BEGIN Information provided
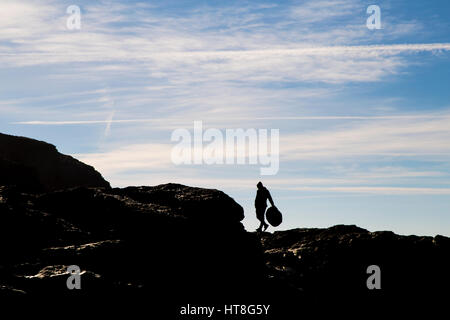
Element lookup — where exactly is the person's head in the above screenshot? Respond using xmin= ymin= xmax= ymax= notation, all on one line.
xmin=257 ymin=181 xmax=263 ymax=189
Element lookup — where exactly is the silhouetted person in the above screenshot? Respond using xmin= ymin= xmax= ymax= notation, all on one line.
xmin=255 ymin=182 xmax=274 ymax=232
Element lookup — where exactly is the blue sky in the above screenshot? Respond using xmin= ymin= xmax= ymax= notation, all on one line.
xmin=1 ymin=0 xmax=450 ymax=236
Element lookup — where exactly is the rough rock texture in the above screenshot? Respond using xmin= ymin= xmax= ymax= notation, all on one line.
xmin=0 ymin=133 xmax=110 ymax=191
xmin=1 ymin=185 xmax=449 ymax=314
xmin=260 ymin=225 xmax=450 ymax=303
xmin=1 ymin=134 xmax=448 ymax=314
xmin=0 ymin=184 xmax=266 ymax=302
END Information provided
◆ Your task:
Every line above should be transcribed word for word; leave the pictures out.

◆ Exercise output:
Element lookup — where exactly is the person's head in the above screenshot? Respond using xmin= ymin= xmax= ymax= notation, all on one line.
xmin=257 ymin=181 xmax=263 ymax=189
Element lookup — where exactly is the silhouetted person in the above screenshot? Respond using xmin= ymin= xmax= ymax= notation, all on one line.
xmin=255 ymin=182 xmax=274 ymax=232
Element lookup — where exactly is the blue sky in the above screenshot? Respond using xmin= ymin= xmax= ymax= notation, all on one line.
xmin=1 ymin=0 xmax=450 ymax=236
Element lookup — where exactly is the rough rock texture in the above screenshot? Respond using xmin= ymin= xmax= ymax= notation, all on one line.
xmin=0 ymin=133 xmax=110 ymax=191
xmin=1 ymin=185 xmax=449 ymax=314
xmin=260 ymin=225 xmax=450 ymax=303
xmin=1 ymin=134 xmax=448 ymax=314
xmin=0 ymin=184 xmax=266 ymax=302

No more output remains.